RECORDED INFORMATION

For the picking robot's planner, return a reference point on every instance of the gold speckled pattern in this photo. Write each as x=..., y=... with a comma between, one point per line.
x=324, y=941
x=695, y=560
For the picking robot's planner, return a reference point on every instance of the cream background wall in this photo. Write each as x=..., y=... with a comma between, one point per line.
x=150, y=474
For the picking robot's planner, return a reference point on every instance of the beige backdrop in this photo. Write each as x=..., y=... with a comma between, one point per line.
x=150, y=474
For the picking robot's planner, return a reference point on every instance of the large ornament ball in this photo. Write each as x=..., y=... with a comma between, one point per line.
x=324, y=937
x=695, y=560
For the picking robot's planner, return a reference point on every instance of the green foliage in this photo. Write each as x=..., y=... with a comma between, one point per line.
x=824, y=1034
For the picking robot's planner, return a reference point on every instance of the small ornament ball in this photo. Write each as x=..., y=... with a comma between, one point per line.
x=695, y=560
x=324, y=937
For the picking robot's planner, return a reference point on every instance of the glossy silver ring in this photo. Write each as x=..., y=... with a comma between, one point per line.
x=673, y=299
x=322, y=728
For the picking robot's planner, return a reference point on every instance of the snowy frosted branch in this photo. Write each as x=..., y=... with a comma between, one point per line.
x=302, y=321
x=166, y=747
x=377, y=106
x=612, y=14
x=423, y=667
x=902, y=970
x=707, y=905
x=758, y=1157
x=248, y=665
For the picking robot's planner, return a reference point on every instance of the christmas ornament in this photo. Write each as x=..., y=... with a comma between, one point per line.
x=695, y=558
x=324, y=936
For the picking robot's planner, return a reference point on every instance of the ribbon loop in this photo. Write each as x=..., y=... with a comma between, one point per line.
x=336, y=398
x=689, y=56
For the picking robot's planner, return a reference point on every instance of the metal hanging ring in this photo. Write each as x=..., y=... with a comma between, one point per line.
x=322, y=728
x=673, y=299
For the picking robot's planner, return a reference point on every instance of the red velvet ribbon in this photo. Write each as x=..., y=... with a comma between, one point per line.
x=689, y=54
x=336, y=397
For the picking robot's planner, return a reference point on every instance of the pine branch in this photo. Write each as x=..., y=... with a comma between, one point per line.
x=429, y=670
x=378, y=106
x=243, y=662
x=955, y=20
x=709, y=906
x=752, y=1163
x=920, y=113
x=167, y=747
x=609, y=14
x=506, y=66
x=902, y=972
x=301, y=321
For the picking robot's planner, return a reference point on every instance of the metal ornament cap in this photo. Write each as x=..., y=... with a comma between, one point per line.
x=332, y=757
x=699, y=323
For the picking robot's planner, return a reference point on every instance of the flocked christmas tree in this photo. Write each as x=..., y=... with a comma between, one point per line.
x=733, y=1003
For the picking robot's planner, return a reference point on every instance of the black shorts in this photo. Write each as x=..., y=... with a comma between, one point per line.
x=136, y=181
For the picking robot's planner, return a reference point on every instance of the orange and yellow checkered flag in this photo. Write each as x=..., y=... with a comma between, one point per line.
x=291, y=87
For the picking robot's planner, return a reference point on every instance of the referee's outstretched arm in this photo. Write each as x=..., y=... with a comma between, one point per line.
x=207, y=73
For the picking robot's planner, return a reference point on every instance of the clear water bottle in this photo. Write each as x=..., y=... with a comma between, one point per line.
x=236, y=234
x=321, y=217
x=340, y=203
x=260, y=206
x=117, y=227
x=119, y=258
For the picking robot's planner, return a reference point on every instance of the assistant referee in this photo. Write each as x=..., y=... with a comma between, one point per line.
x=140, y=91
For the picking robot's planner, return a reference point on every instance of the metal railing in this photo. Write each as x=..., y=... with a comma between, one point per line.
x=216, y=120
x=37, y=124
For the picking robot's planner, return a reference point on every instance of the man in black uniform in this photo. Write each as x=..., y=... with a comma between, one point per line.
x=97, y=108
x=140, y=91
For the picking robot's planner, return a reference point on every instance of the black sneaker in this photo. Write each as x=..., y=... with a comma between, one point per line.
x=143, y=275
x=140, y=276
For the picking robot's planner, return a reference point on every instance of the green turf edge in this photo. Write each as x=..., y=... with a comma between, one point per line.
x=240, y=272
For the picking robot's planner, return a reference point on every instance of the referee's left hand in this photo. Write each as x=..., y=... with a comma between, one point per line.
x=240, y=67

WHAT YOU SHOULD DO
Repeat the material from the line that contains "the red velvet" through the line that contains "x=699, y=323", both included. Offset every coordinate in the answers by adding 115, and keep all other lines unchanged.

EXPECTED ANSWER
For the picking robot's planner, return a reference point on every instance of the red velvet ribbon in this photo. Write each as x=..., y=... with a comma between, one point per line.
x=804, y=169
x=451, y=512
For the picking robot's planner, return a reference point on every instance of the pine branch in this photo. Write each as x=..., y=... with a comma between, one point per line.
x=544, y=785
x=493, y=221
x=358, y=777
x=1070, y=135
x=824, y=1021
x=867, y=1278
x=1035, y=228
x=282, y=862
x=724, y=129
x=621, y=181
x=1017, y=1087
x=416, y=436
For the picking robot's planner, return a reference point on every instance of the metal ornament cap in this photo. Write each as x=..., y=... with a comma between, one point per line.
x=447, y=872
x=814, y=438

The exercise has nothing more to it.